* _Material to process_
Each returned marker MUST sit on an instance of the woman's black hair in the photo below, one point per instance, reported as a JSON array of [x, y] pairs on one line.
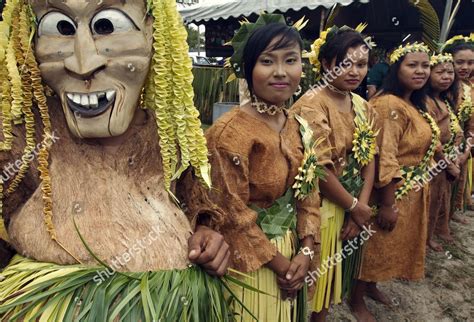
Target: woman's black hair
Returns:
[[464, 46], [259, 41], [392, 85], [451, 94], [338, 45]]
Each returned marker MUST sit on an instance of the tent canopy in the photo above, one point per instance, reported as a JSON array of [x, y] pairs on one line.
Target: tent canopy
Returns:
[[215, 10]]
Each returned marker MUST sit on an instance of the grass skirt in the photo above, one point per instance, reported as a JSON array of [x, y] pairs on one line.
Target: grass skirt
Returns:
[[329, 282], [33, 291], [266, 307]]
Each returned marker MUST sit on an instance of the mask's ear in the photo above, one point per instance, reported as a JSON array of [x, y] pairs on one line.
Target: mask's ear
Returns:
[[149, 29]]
==
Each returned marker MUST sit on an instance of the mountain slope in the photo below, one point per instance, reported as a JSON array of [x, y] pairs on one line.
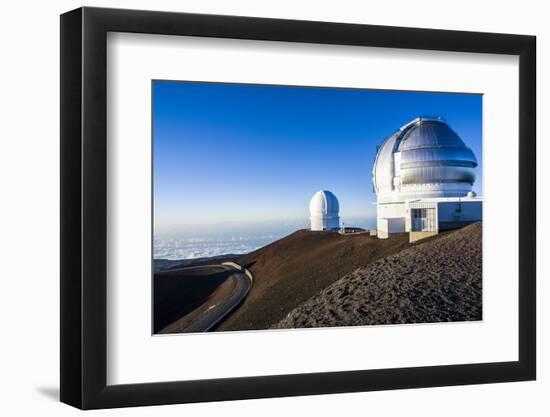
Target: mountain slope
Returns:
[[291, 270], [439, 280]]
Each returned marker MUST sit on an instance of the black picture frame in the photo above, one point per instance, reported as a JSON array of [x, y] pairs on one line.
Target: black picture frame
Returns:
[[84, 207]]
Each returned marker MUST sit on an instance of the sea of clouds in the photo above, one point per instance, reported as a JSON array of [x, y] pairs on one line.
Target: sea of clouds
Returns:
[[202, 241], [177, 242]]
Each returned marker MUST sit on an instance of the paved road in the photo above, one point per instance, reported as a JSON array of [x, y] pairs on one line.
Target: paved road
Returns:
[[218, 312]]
* * *
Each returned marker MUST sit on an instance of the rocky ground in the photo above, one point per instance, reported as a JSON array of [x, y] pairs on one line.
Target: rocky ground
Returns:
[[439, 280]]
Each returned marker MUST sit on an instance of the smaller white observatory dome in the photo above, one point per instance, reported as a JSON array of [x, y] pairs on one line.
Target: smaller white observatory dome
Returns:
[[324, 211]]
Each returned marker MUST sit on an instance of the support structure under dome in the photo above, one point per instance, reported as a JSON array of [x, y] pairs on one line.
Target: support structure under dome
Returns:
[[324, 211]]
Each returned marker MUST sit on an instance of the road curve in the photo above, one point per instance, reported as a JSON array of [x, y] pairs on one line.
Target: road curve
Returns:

* _Instructions for the task_
In the records above, locate the lines holding the word "rocky". Copy each of them.

* _Task output_
Each returned marker MUST sit on an instance of the rocky ground in the photo above, one point per instance, reported as a JSON array of [x, y] pairs on one line.
Target: rocky ground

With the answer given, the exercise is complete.